Dataset records on where objects are located
──────
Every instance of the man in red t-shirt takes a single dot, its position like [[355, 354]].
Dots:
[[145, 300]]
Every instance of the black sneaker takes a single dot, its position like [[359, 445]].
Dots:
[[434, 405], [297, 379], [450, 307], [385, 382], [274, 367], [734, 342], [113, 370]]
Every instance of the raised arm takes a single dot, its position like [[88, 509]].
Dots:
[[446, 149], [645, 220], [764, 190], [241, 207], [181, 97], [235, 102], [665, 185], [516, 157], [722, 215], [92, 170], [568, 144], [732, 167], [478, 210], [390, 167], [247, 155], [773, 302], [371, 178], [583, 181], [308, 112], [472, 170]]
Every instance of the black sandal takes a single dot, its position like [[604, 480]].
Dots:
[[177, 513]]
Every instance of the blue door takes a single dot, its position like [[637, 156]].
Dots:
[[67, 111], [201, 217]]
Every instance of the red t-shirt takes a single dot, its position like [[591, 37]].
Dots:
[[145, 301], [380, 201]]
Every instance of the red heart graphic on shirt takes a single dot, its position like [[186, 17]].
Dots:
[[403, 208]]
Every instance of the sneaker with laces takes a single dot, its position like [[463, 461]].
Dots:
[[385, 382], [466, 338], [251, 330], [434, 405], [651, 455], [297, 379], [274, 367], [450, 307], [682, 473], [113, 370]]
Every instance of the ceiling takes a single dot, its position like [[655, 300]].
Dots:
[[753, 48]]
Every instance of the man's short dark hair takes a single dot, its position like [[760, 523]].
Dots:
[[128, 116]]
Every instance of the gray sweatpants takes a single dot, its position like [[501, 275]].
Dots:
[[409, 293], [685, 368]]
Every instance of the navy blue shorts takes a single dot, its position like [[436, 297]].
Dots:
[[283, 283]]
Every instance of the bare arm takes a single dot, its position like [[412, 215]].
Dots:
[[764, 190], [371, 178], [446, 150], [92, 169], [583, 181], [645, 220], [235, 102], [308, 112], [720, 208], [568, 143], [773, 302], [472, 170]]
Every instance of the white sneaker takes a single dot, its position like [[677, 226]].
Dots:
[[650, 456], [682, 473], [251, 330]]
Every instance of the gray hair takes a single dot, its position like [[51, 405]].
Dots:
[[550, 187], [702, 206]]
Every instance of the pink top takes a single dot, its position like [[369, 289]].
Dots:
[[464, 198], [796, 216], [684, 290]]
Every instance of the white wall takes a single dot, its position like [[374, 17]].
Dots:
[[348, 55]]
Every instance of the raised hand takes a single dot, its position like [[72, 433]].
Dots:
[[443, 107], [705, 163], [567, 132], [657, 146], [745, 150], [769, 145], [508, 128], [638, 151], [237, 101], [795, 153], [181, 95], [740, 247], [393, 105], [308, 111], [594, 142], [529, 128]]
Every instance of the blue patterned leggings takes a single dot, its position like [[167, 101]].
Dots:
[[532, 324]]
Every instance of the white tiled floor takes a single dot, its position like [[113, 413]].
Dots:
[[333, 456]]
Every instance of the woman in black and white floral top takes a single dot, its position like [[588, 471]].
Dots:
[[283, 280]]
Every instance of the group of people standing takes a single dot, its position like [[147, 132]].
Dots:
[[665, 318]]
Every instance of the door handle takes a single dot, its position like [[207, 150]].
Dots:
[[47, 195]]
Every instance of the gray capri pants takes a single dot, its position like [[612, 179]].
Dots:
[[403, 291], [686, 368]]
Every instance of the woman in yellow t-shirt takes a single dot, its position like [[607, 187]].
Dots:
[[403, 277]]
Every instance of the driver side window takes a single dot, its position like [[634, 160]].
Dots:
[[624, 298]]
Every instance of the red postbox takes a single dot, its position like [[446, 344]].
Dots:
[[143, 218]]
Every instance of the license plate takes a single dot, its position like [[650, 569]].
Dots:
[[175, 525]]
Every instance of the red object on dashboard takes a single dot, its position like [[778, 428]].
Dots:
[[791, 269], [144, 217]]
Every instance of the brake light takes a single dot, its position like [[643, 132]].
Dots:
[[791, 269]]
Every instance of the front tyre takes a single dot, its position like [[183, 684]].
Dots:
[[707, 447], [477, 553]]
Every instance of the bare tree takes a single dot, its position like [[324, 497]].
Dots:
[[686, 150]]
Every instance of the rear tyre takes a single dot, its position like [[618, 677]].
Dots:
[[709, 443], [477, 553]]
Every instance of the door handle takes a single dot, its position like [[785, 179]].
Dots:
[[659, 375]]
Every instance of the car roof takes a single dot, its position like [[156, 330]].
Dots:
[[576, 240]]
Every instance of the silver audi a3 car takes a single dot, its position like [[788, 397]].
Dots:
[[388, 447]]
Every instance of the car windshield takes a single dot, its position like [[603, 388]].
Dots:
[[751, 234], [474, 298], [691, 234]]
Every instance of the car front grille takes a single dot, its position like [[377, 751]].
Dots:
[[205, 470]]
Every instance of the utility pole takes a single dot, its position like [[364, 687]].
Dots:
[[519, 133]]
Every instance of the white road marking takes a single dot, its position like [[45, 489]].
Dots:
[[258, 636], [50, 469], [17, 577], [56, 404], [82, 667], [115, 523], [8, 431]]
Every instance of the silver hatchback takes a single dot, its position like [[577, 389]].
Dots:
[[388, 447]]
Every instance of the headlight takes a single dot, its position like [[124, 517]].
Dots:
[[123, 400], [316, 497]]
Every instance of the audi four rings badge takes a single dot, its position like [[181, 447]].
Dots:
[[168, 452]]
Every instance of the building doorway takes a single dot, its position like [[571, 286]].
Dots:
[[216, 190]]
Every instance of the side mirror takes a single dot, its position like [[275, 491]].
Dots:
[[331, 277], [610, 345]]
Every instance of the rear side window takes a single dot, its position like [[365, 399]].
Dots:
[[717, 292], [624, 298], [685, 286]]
──────
Replace every "takes a single dot" in the material above with "gets exactly one dot" and leave everything else unchanged.

COMPLETE ANSWER:
Every instance of the man in red t-shirt gets exactly one dot, its position like [[355, 354]].
Dots:
[[145, 300]]
Every instance of the black sneaker gets exactly one dot, its position like [[359, 445]].
Dots:
[[434, 405], [297, 379], [450, 307], [385, 382], [274, 367], [734, 342], [113, 370]]
Every instance of the raised arm gets exactly one dot, its position like [[88, 509]].
Dots:
[[446, 149], [645, 220], [764, 190], [241, 207], [181, 97], [235, 102], [665, 185], [516, 157], [722, 215], [92, 170], [568, 144], [732, 167], [478, 210], [390, 167], [247, 155], [773, 302], [371, 178], [583, 181], [308, 112], [472, 170]]
Every instance of the black sandal gets exactly one dot, its position like [[604, 480]].
Dots:
[[177, 513]]
Every instance of the blue door gets exactly one dot, its position like [[637, 156]].
Dots:
[[67, 111], [201, 217]]
Every instance of the red t-shirt gets exactly one dot, its position like [[591, 37]].
Dots:
[[145, 301], [380, 201]]
Every instance of the red heart graphic on shirt gets exactly one dot, its position like [[186, 17]].
Dots:
[[403, 208]]
Every instance of the sneaker with laces gets exactly one dot, its position like [[463, 461]].
Dots:
[[385, 382], [466, 338], [251, 330], [434, 405], [651, 455], [297, 379], [274, 367], [450, 307], [682, 473], [113, 370]]
Every instance of the ceiling gets exactly one dot, its position like [[655, 300]].
Dots:
[[753, 48]]
Every instance of the man's short dark hair gets exactly one dot, its position like [[760, 523]].
Dots:
[[128, 116]]
Every instance of the gray sweatpants gets exactly one dot, its position like [[501, 275]].
Dots:
[[409, 293], [685, 368]]
Every instance of the navy blue shorts gets exactly one dot, its position like [[436, 297]].
Dots:
[[283, 283]]
Every instance of the bare arm gets exactly one dot, its position like [[412, 215]].
Dots:
[[764, 190], [371, 178], [446, 150], [92, 169], [583, 181], [645, 220], [235, 102], [308, 112], [720, 208], [568, 143], [773, 302], [472, 170]]
Every instance of the white sneaker gets exactly one dot, its position like [[677, 226]].
Dots:
[[650, 456], [682, 473], [251, 330]]
Every instance of the gray hair gets exactly one dot, its position like [[51, 405]].
Dots:
[[550, 187], [702, 206]]
Every instance of the pink top gets exactly one dot, its position like [[369, 289]].
Dots:
[[464, 198], [796, 216], [684, 290]]
Every instance of the white wall gets exactly one dot, its position like [[374, 17]].
Dots:
[[348, 55]]
Every instance of the raised hand gets exactly one dot, its position like [[72, 433]].
Dots:
[[443, 107], [705, 163], [567, 132], [657, 146], [745, 150], [769, 145], [508, 128], [638, 151], [237, 101], [795, 153], [181, 95], [740, 247], [393, 105], [308, 111], [594, 142], [529, 128]]
Every instance of the blue patterned leggings gets exactly one dot, its position like [[167, 101]].
Dots:
[[532, 324]]
Every instance of the white tiled floor gets exactly one dot, its position like [[113, 413]].
Dots:
[[333, 456]]
Every instance of the woman in black and white floral top gets exactly one dot, its position like [[588, 471]].
Dots:
[[283, 280]]
Every instance of the group of people standing gets exactly one dot, its position like [[147, 132]].
Dots:
[[665, 318]]
Every instance of the door handle gets exactly one dot, its position like [[207, 150]].
Dots:
[[47, 195]]
Every instance of the gray capri pants gets exactly one dot, its position like [[612, 179]].
Dots:
[[403, 291], [686, 368]]
Every instance of the woman in yellow t-shirt gets exactly one dot, its position like [[607, 187]].
Dots:
[[403, 277]]
Every instance of the driver side window gets exactly one dot, its position like [[634, 160]].
Dots:
[[624, 298]]
Every instance of the red postbox gets exactly one dot, its position like [[446, 344]].
Dots:
[[143, 218]]
Every instance of the license plate gets exactly one dot, its position like [[650, 569]].
Dots:
[[175, 525]]
Every instance of the red object on dashboard gets exactly one dot, its position like [[778, 428]].
Dots:
[[791, 269], [144, 217]]
Every instance of the brake light gets exactly one dot, its position like [[643, 132]].
Dots:
[[791, 269]]
Every instance of the front tyre gets exactly one dot, its position like [[183, 684]].
Dots:
[[707, 447], [477, 553]]
Every instance of the bare tree gets exactly one dot, its position like [[324, 497]].
Dots:
[[686, 150]]
Every instance of the rear tyre gets exactly one dot, its position like [[618, 677]].
Dots:
[[709, 443], [477, 553]]
Every instance of the door handle gets exactly one dot, its position like [[785, 179]].
Dots:
[[659, 375]]
Every instance of the car roof gets exactly one dot, its position like [[156, 330]].
Dots:
[[576, 240]]
Every instance of the silver audi a3 car gets exactly one dot, its position like [[788, 397]].
Dots:
[[388, 447]]
Every instance of the car windshield gets exactly one dot, its position like [[603, 388]].
Dots:
[[751, 234], [474, 298], [691, 234]]
Every instance of the car front grille gets exactly one dot, its position like [[377, 751]].
Dots:
[[205, 470]]
Every instance of the utility pole gets exactly one dot, its position like [[364, 687]].
Dots:
[[519, 133]]
Every instance of the white road marking gets exactly one dot, its position like [[45, 489]].
Dots:
[[258, 636], [50, 469], [17, 577], [56, 404], [82, 667], [115, 523], [8, 431]]
Every instance of the silver hatchback gets exactly one dot, its position like [[577, 389]].
Dots:
[[388, 447]]
Every instance of the headlight gets exactly one dot, its position like [[124, 517]].
Dots:
[[123, 400], [316, 497]]
Every instance of the audi four rings badge gets exactly one dot, its position like [[181, 447]].
Dots:
[[168, 452]]
Every instance of the building doorway gets exactly one dot, its position like [[571, 286]].
Dots:
[[216, 190]]
Every instance of the side mirror gets exactly one dot, its position like [[275, 491]].
Dots:
[[331, 277], [610, 345]]
Every instance of the rear side window gets exactly one dot, its position like [[365, 399]].
Dots:
[[717, 292], [624, 298], [685, 286]]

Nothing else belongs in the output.